DOCUMENT SOURCE.
————————

Et si – une fois n’est pas coutume – nous laissions l’orthographe de côté pour parler du calembour, ce jeu de mots typiquement français qui s’apprécie à l’oreille. Forçant l’admiration de nos voisins, il est, pour reprendre l’expression de l’auteur américain Isaac Asimov, « la forme la plus noble de l’esprit ». Étonnant, provocant, invitant à la réflexion, le calembour fait sourire et rire, voilà pourquoi nous l’aimons tant. Êtes-vous sûrs de bien le connaître ? Voici ce qu’il faut savoir de ce trublion verbal.
Qui es-tu, calembour ?
Un article du Supplément à l’Encyclopédie (1777) donne, pour la première fois, la définition officielle du calembour : « C’est l’abus que l’on fait d’un mot susceptible de plusieurs interprétations, tel le mot pièce, qui s’emploie de tant de manières, pièces de théâtre, pièces de plain-pied, pièces de vin, etc. Par exemple, en disant qu’on doit donner à la comédie une fort jolie pièce de deux sols, on fera de ce mot l’abus que nous appelons kalembour. »
Précisons que cet article a pour intitulé « Kalembour ou Calembour ». Pourquoi Kalembour avec un K ? Parce que la lettre C avait déjà été traitée !
Pas moins de huit étymologies différentes ont été avancées pour expliquer l’origine de « calembour ». La plus plausible semble être celle qui rapproche le calem de « calembredaine » (plaisanterie cocasse) et le bour de « bourde », d’où calem – bour !

————————

DONNÉES EXTRAITES.
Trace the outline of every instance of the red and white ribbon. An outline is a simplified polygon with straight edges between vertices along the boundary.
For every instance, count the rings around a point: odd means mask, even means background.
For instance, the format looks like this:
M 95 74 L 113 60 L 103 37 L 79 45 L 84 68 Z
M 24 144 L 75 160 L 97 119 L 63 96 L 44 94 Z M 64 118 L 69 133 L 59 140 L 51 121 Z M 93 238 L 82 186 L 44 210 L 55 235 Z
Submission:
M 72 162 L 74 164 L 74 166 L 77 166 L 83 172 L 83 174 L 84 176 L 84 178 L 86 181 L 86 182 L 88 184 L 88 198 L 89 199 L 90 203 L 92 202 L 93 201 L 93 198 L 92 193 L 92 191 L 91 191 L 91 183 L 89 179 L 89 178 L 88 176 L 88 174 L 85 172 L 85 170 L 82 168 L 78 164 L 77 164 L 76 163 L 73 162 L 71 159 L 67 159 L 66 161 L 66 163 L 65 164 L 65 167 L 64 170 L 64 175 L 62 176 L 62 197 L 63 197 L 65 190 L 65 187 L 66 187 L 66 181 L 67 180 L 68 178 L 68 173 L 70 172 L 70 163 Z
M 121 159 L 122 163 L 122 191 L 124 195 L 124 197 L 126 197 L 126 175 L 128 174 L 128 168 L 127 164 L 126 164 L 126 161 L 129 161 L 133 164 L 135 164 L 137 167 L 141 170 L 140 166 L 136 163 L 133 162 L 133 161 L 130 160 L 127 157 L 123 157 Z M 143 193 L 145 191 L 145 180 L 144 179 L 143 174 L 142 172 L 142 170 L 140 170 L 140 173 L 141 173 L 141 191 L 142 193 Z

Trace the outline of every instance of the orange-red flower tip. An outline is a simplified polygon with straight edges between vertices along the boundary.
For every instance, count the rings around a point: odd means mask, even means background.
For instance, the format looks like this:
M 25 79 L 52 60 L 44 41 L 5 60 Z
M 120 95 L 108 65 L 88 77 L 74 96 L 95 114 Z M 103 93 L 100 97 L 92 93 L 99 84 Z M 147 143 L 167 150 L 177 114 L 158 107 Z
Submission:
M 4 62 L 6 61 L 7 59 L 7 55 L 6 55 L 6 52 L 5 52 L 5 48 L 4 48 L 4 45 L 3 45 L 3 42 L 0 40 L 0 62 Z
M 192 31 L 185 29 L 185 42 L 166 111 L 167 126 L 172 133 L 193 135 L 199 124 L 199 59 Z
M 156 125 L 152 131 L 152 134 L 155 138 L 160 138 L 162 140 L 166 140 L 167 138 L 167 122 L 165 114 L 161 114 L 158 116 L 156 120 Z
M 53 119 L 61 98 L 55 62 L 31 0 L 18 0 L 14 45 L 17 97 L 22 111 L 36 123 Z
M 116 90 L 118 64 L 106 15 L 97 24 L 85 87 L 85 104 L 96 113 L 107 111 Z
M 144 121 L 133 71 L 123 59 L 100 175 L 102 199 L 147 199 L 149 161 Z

————————

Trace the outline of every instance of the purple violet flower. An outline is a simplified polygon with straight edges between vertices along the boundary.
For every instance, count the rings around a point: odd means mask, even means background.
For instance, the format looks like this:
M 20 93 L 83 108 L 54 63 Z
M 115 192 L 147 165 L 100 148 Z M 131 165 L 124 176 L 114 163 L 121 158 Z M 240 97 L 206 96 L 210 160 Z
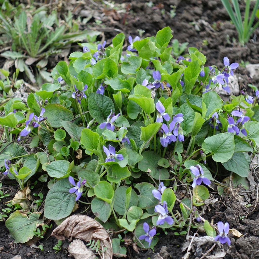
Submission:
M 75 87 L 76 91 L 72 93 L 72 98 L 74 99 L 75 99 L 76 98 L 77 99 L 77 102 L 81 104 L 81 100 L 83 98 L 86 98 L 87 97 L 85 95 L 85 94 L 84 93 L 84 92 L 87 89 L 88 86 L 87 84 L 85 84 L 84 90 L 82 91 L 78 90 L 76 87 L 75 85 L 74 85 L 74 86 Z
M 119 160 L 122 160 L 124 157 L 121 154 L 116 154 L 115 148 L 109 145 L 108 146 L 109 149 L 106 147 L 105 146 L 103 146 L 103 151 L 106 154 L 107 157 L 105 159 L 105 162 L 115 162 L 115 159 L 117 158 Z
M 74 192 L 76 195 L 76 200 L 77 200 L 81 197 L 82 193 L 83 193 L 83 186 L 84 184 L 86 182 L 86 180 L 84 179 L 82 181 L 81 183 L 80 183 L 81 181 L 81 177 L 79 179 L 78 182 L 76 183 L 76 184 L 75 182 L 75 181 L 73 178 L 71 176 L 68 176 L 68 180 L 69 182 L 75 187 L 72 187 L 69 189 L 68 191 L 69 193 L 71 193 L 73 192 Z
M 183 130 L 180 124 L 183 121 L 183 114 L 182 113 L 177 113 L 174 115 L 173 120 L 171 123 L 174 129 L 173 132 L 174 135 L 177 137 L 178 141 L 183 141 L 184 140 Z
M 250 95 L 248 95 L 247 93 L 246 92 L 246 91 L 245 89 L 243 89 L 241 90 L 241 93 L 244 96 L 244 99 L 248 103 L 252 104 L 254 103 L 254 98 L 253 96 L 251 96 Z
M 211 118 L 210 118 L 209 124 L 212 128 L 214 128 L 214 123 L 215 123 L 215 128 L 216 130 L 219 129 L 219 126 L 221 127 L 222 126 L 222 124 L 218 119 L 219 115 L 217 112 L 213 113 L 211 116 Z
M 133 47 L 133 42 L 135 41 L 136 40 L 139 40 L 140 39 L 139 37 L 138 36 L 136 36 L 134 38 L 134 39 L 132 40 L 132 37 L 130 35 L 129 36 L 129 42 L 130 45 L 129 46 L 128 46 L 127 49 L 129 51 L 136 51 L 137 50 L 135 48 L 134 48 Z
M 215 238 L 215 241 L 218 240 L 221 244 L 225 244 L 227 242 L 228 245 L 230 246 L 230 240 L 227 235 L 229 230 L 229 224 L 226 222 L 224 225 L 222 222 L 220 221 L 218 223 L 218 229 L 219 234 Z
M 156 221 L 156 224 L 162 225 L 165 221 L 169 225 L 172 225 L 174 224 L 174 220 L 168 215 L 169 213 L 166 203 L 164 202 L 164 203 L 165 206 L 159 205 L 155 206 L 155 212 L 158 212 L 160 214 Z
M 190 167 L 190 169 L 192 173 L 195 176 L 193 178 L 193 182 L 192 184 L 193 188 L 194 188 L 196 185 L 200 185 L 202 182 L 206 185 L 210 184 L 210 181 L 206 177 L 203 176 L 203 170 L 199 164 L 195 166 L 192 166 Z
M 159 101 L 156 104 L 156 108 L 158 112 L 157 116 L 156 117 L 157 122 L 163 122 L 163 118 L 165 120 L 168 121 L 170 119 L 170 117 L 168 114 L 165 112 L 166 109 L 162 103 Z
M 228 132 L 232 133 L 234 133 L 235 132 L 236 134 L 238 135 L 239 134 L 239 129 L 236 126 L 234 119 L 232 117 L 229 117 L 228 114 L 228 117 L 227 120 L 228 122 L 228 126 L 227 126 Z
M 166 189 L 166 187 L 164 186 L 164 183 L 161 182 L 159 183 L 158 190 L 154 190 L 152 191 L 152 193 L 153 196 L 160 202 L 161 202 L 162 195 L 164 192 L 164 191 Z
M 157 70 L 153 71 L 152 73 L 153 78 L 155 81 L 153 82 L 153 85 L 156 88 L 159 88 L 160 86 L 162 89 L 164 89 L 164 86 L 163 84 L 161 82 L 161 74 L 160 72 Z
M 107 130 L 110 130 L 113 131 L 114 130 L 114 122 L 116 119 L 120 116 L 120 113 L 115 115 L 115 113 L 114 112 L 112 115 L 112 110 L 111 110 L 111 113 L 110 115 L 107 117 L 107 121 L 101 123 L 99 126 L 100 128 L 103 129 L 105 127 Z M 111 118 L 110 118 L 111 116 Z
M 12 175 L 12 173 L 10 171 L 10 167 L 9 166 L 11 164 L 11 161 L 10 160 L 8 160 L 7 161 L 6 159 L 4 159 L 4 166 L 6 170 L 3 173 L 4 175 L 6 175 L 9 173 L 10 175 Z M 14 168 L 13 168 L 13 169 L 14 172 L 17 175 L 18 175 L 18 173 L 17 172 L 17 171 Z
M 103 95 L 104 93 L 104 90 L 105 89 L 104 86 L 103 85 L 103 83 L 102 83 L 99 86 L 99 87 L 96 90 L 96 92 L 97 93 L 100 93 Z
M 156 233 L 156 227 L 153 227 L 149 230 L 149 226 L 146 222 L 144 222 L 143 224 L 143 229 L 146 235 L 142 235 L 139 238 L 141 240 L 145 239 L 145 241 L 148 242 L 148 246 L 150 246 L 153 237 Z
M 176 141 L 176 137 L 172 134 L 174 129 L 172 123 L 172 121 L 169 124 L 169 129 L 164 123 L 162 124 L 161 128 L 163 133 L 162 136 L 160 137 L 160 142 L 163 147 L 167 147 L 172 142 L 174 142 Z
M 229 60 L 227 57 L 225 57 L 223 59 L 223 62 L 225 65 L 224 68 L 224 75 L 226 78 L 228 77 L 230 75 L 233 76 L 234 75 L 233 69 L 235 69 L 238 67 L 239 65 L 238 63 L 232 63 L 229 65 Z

————————

LISTE DES TÂCHES.
1. D'après le texte sur le calembour, pourquoi l'article du Supplément à l'Encyclopédie écrit-il « Kalembour » avec un K ?
2. Poursuivez le texte sur le calembour après sa dernière phrase.

RÉPONSES PAR TÂCHE.
1. Parce que la lettre C avait déjà été traitée.

2.
Les trois types de calembours
Un calembour est un jeu d’esprit fondé sur :
1- la polysémie : des mots ayant plusieurs sens. Exemples : « Nous le savons et pas seulement de Marseille » (Pierre Desproges), « J’suis dans un état proch’ de l’Ohio… » (Serge Gainsbourg), « Haricots blancs : on a tous un côté fayot » (Monoprix) ;
2- l’homophonie : des mots dont la prononciation est identique, mais dont le sens est différent. Exemples : « De deux choses lune, l’autre c’est le soleil » de Jacques Prévert, ou encore « un mal, des mots », célèbre slogan de l’association SOS Amitié ;
3- la paronymie : des mots dont la prononciation est proche, mais dont le sens est différent. Exemples : « Nos âmes sont tordues, pour pécher c’est le pied » (Renaud), « Chassez le naturiste, il revient au bungalow ! », « Petits suisses nature : déroulez jeunesse » (Monoprix).
On a coutume de distinguer le calembour du kakemphaton, qui est involontaire et pas toujours très heureux. Exemple : « Vous me connoissez mal : la même ardeur me brûle,
Et le désir s’accroît quand l’effet se recule » (Corneille).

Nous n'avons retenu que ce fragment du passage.